# 課題 1:
スープ入り焼きそばの記事のうち、「2019-04-09 08:00:00 | グルメ」から「曜日の13時過ぎに到着した。」まで(両端を含む)を、一字も変えずに書き出すこと。

# ページ抜粋:

------------------------------------

2019-04-09 08:00:00 | グルメ


10数年ぶりに栃木の温泉に行ってきた。場所は那須塩原温泉。
せっかくなので、美味しいご当地グルメがないか、ネットで探していたところ、以前に「ケンミンショー」でも紹介されていた「スープ入り焼きそば」なるものにヒット。放送視聴時、あまり美味しそうに見えなかったものの、食べログで調べたら、かなりの高評価。スープ入り焼きそばで有名なお店を調べたら「こばや食堂」がいいらしい。連日、行列ができているようで、できるだけ行列を回避すべく、平日金曜日の13時過ぎに到着した。

前列に4~5人の2グループが並んでいて、10分程度待って入店。もっと待つかと思っていたのでラッキーだった。子どもと2人で座敷席に通される。まず目に入るのは、テレビの取材で来店した芸能人の写真入り色紙の数々。「まいうー」の人のもある。メディアの露出も多い、かなりの有名店のようだ。スープ入り焼きそばは、並、大、特大とあり、並盛で650円とかなり良心的。スープ入り焼きそばの他にも、普通の中華屋と同様、チャーハンやチャーシューメンなどもあり、観光客ではない近所の常連らしき人たちは、焼きそば以外の料理を注文している。夕飯は宿泊先の食べ放題が待っているので、並盛を注文する。注文してから、15分近く待ち(結構長い)、スープ入り焼きそばが運ばれてきた。

結論、めちゃくちゃ美味い。

醤油ラーメンの動物系の旨味と塩気、ソース焼きそばの甘味と酸味が、絶妙にマッチ。麺は焼きそばでイメージするモチモチ麺ではなく、ストレートのラーメンの麺だ。しっかり炒めた麺と野菜の香ばしさが、食欲をそそり、箸がとまらない。醤油とソースの2つの味が次第に混ざり合い、また違った味わいに変わる。そして、中盤でさらなる味変のお楽しみが待ち受ける。卓上の唐辛子入りの酢を投入する。どうやら、その酢はニンニクを漬け込んでいるらしく、スープがさらに芳醇な味わいにパワーアップする。これが本当に美味い。ライスの注文がデカデカと壁に貼られているとおり、ライス投入が間違いなく合う味だ。その欲求を抑えながら完食。10歳の子どもは、あまりの美味しさにスープを飲み干してしまった。(その晩の宿の夕食(食べ放題)が酷くまずかったので、ライスを入れとけば良かったと後悔。。。)

翌日、子どもが「また食べたい!」とねだるため、再び、こばや食堂に向かうことにした。11時過ぎに行ったが、土曜日とあって、すでに長蛇の列が。。。。さすがに、あそこまで並べないため、Uターンしてあきらめることに。帰り、どうしても「スープ入り焼きそば」を食べたかったため、「こばや食堂」ではないが、もう1つの有名店「釜彦」の土産用のセットを購入した。

2日間で那須塩原を満喫したため、しばらく行くことはないと思うが、「こばや食堂」のスープ入り焼きそばの味が忘れらなくなってしまった。那須塩原でなくても、栃木に行く機会があれば、多少、遠出してでもリピートしたいと思う。

------------------------------------

# データセットからの抜粋:
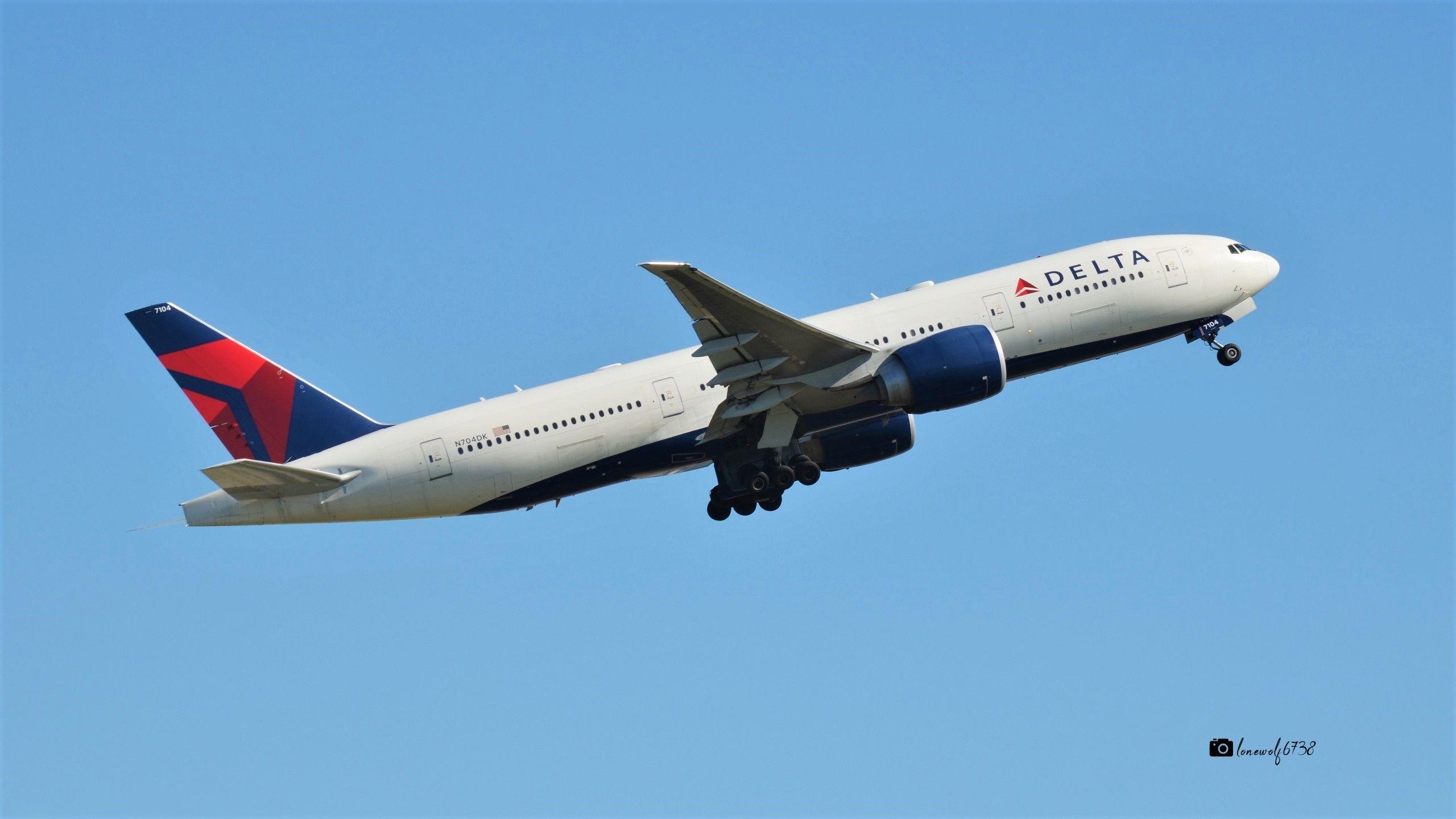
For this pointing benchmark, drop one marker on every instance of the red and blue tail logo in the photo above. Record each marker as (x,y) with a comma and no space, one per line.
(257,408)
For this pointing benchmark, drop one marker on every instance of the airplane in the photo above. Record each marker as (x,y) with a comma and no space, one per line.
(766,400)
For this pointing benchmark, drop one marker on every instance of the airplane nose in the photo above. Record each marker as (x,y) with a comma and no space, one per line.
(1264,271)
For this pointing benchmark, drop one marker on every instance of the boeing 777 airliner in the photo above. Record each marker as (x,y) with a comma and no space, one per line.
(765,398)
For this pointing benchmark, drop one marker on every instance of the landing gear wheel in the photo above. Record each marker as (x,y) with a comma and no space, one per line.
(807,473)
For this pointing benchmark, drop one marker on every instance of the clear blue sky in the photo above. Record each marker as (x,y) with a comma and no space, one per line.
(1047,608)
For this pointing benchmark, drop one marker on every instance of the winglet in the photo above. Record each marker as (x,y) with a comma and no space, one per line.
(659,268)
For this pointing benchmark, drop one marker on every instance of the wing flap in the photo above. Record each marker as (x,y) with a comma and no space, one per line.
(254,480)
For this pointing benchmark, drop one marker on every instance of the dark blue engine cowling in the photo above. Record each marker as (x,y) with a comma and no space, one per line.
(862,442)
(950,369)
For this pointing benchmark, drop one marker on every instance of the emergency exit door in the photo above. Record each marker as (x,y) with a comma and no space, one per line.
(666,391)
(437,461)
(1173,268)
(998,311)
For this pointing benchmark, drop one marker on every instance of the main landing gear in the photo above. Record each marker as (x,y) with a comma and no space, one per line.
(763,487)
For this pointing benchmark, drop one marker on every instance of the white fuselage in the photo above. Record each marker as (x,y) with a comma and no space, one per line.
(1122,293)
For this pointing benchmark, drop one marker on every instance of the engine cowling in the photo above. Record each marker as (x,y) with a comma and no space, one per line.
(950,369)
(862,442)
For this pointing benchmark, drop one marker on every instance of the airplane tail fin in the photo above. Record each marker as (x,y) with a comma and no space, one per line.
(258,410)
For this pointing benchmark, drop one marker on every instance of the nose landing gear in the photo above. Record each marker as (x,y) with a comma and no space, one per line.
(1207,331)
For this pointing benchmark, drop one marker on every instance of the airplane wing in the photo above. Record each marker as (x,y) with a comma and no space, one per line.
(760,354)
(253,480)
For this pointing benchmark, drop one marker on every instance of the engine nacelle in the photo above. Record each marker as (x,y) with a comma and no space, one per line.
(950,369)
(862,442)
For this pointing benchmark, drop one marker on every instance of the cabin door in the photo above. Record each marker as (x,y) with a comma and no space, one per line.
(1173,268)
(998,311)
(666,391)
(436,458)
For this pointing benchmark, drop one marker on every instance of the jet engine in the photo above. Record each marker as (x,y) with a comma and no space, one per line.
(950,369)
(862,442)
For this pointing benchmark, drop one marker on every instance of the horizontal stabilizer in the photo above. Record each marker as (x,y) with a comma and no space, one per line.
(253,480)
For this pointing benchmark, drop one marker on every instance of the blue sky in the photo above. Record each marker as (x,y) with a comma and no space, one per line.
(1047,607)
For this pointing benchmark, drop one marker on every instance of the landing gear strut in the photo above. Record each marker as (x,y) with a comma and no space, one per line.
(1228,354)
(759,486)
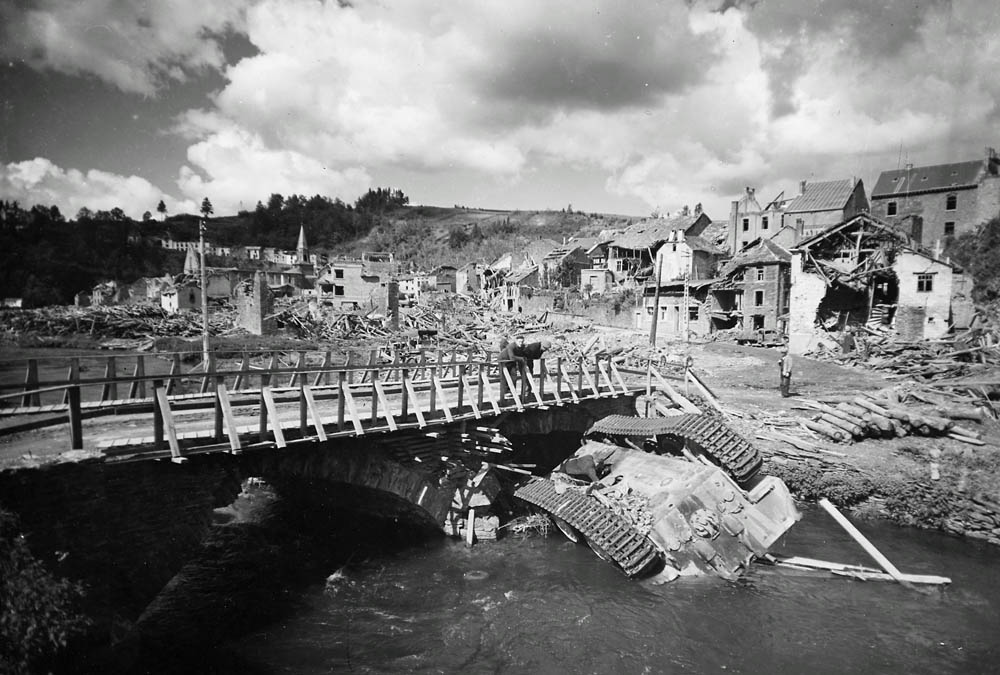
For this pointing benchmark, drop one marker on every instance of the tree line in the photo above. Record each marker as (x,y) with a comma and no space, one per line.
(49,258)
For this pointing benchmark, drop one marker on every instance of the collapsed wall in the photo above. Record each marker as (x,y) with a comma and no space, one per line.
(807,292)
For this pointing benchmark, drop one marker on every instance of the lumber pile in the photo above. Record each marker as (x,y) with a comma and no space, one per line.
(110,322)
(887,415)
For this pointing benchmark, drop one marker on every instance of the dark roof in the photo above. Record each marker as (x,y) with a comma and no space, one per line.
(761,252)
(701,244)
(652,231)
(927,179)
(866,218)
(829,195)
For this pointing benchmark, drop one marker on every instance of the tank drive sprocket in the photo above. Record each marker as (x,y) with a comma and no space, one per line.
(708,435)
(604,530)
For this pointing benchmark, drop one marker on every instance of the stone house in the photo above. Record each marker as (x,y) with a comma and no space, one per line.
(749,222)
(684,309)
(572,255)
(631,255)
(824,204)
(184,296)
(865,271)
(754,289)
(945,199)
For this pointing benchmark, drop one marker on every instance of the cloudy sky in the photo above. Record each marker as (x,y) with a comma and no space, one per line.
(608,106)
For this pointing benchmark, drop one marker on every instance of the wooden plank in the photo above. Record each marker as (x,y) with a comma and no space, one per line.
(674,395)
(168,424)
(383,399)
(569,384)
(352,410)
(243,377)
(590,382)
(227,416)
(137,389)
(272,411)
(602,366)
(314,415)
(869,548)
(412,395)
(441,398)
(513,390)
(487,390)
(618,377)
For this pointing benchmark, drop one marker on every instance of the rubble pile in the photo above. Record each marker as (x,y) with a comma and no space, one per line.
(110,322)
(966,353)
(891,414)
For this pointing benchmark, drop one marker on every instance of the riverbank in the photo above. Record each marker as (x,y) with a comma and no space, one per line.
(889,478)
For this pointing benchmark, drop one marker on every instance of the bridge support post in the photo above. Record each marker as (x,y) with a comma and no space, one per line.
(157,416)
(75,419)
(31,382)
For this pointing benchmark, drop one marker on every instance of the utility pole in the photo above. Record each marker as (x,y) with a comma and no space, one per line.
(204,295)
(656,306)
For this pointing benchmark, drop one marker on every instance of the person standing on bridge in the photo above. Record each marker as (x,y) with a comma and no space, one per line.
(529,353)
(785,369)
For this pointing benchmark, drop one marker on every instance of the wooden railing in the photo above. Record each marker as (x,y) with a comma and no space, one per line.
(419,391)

------------------------------------

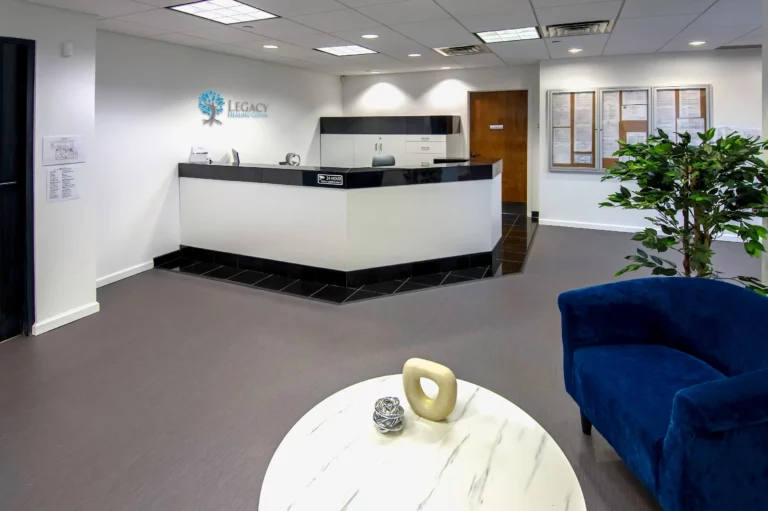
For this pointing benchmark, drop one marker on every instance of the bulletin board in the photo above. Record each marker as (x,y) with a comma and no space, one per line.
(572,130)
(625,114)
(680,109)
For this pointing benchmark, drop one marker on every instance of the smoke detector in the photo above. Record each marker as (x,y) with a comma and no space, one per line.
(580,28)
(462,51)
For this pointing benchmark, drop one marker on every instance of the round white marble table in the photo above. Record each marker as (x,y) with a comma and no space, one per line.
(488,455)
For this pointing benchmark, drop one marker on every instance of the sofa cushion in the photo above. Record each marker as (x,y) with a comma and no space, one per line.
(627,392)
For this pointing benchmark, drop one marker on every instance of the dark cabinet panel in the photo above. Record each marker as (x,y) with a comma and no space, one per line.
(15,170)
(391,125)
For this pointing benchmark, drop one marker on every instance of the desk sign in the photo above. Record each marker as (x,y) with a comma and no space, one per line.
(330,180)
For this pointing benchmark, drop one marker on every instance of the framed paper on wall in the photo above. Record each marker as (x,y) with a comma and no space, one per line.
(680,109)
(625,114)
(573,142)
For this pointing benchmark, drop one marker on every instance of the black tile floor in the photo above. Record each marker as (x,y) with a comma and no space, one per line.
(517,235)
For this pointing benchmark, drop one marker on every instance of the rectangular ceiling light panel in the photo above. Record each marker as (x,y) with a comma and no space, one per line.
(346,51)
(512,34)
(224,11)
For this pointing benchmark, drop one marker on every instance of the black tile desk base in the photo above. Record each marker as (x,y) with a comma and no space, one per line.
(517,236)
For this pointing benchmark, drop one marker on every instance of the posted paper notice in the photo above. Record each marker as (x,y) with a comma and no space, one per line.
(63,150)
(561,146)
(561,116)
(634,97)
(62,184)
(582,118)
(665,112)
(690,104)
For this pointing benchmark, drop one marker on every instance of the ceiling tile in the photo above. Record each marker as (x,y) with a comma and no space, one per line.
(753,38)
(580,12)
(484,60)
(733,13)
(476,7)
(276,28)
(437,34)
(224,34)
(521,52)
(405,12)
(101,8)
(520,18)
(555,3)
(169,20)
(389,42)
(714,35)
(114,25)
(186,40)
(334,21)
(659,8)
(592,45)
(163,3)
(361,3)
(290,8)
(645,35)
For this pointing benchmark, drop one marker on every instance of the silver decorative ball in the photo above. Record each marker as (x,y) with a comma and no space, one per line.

------------------------------------

# 課題 2:
上のエントリから、「of the framed」を含む行と「of the silver」を含む行の間(両端の行を含む)をそのまま繰り返して出力すること。

# 解答 1:
2019-04-09 08:00:00 | グルメ


10数年ぶりに栃木の温泉に行ってきた。場所は那須塩原温泉。
せっかくなので、美味しいご当地グルメがないか、ネットで探していたところ、以前に「ケンミンショー」でも紹介されていた「スープ入り焼きそば」なるものにヒット。放送視聴時、あまり美味しそうに見えなかったものの、食べログで調べたら、かなりの高評価。スープ入り焼きそばで有名なお店を調べたら「こばや食堂」がいいらしい。連日、行列ができているようで、できるだけ行列を回避すべく、平日金曜日の13時過ぎに到着した。

# 解答 2:
For this pointing benchmark, drop one marker on every instance of the framed paper on wall in the photo above. Record each marker as (x,y) with a comma and no space, one per line.
(680,109)
(625,114)
(573,142)
For this pointing benchmark, drop one marker on every instance of the black tile floor in the photo above. Record each marker as (x,y) with a comma and no space, one per line.
(517,235)
For this pointing benchmark, drop one marker on every instance of the rectangular ceiling light panel in the photo above. Record each marker as (x,y) with a comma and no space, one per line.
(346,51)
(512,34)
(224,11)
For this pointing benchmark, drop one marker on every instance of the black tile desk base in the photo above. Record each marker as (x,y) with a comma and no space, one per line.
(517,236)
For this pointing benchmark, drop one marker on every instance of the posted paper notice in the photo above. Record each marker as (x,y) with a comma and no space, one per line.
(63,150)
(561,146)
(561,116)
(634,97)
(62,184)
(582,118)
(665,112)
(690,104)
For this pointing benchmark, drop one marker on every instance of the ceiling tile in the photo above. Record each marker as (x,y) with a comma and no space, one per line.
(753,38)
(580,12)
(484,60)
(733,13)
(476,7)
(276,28)
(437,34)
(224,34)
(521,52)
(405,12)
(101,8)
(520,18)
(555,3)
(169,20)
(389,42)
(714,35)
(114,25)
(186,40)
(334,21)
(659,8)
(592,45)
(163,3)
(361,3)
(290,8)
(645,35)
For this pointing benchmark, drop one marker on every instance of the silver decorative ball in the photo above. Record each marker as (x,y) with a comma and no space, one per line.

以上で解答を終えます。